* _Exercise_:
Please report every line below that contains the word "folding", copying each such line in full.

* _Extracted records_:
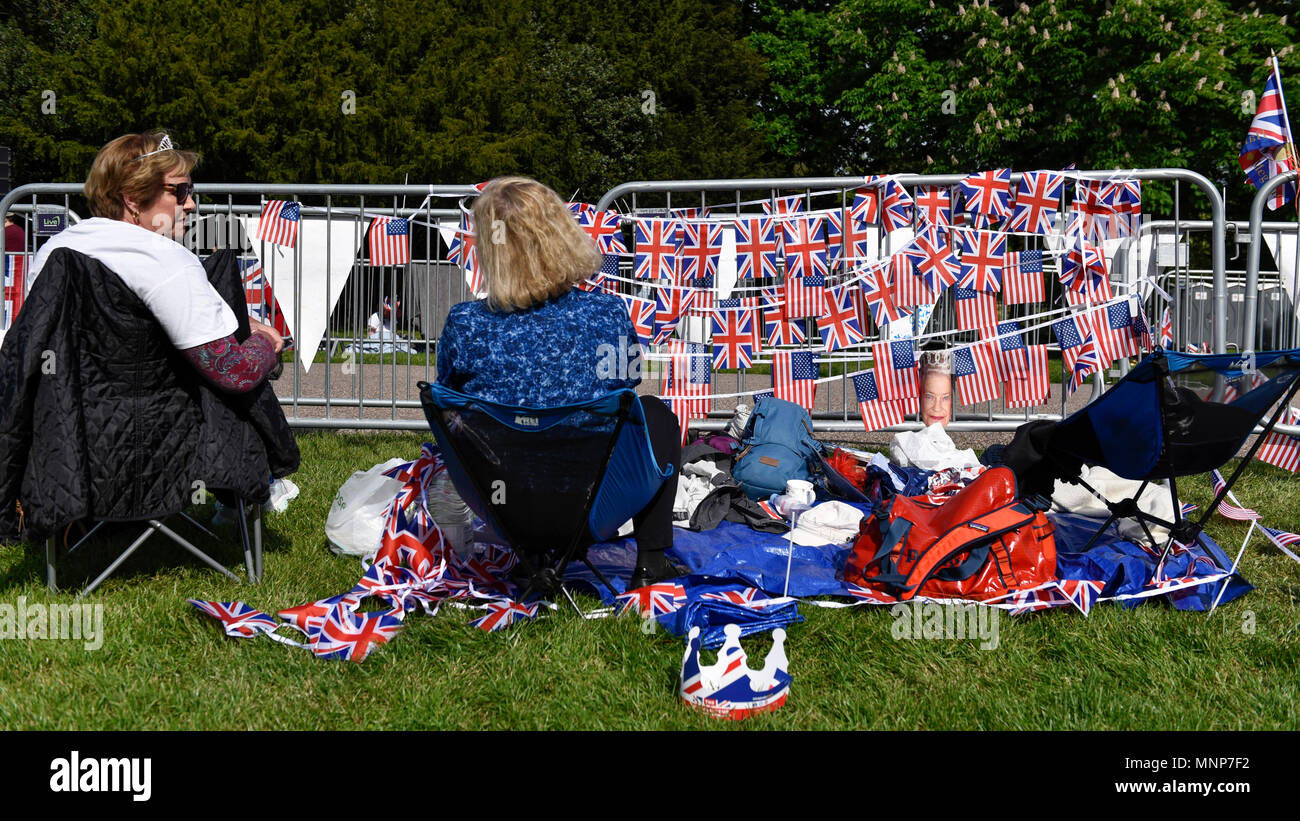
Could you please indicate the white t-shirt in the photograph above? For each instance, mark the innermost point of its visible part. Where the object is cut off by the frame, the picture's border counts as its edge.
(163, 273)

* * *

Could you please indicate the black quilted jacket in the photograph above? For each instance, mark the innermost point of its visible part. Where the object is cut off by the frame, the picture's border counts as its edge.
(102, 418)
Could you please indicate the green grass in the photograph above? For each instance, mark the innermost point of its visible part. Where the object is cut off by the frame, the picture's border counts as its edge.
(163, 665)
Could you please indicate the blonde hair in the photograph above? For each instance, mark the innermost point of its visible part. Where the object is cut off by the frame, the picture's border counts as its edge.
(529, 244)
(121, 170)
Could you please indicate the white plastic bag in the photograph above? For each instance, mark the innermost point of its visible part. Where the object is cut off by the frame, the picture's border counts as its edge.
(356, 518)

--

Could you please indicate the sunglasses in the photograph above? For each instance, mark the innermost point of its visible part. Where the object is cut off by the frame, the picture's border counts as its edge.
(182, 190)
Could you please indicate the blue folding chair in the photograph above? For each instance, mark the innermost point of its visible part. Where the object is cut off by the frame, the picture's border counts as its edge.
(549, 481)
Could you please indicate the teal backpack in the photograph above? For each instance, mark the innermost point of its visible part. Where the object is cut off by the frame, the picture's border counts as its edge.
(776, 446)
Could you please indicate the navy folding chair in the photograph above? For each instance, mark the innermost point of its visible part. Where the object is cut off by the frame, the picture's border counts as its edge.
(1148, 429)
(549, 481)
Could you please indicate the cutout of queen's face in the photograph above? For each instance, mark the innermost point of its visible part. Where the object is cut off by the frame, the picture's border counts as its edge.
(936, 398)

* _Output for this task_:
Could you please indicate the blue folding chair in the photograph above? For each instance, mark the innermost point of its visible part. Where the object is cut off by the frame, the picture's border counts as its edge.
Could you please indicate the navy folding chair in the photograph above? For each instance, mark the innermost point of its visible part. Where the object is cut off by the frame, the picture's border counts as its edge.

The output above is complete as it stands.